## STATED EXERCISE
Return every line of the rows below that contains the string "left", copying each line unchanged.

## MATERIAL PROVIDED
[start]
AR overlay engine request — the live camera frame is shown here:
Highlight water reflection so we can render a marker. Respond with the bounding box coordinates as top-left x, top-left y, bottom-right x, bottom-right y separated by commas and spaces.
[end]
[start]
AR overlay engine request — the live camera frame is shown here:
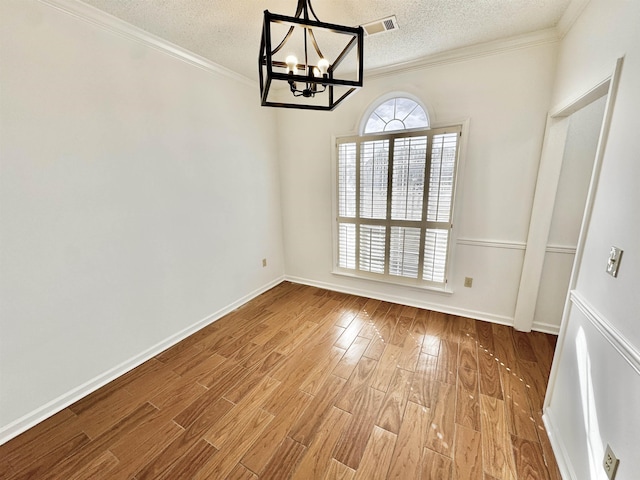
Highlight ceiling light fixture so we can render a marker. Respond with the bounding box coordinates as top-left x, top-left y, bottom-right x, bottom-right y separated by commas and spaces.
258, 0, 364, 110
[end]
[start]
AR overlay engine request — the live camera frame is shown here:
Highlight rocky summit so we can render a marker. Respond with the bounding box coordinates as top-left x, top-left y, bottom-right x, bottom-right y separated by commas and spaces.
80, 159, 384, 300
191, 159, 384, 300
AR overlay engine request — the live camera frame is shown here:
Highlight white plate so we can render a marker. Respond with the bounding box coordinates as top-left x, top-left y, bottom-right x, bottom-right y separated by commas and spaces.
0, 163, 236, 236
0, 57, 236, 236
[end]
## CORRECT RESULT
Highlight water reflection so we can render a marker. Respond with the bounding box coordinates as top-left x, top-left y, bottom-right x, bottom-right y separated by commas and spaces.
Highlight ceiling light fixture so we can render a marker. Respond with the bounding box coordinates as top-left x, top-left y, bottom-right x, bottom-right y separated by commas and spaces.
Highlight rocky summit so we can render a marker. Respond with the bounding box coordinates as top-left x, top-left y, bottom-right x, bottom-right y separated by commas and spaces.
Highlight white plate so we can render a marker. Respond with the bounding box coordinates as top-left x, top-left y, bottom-right x, bottom-right y separated by commas and spaces.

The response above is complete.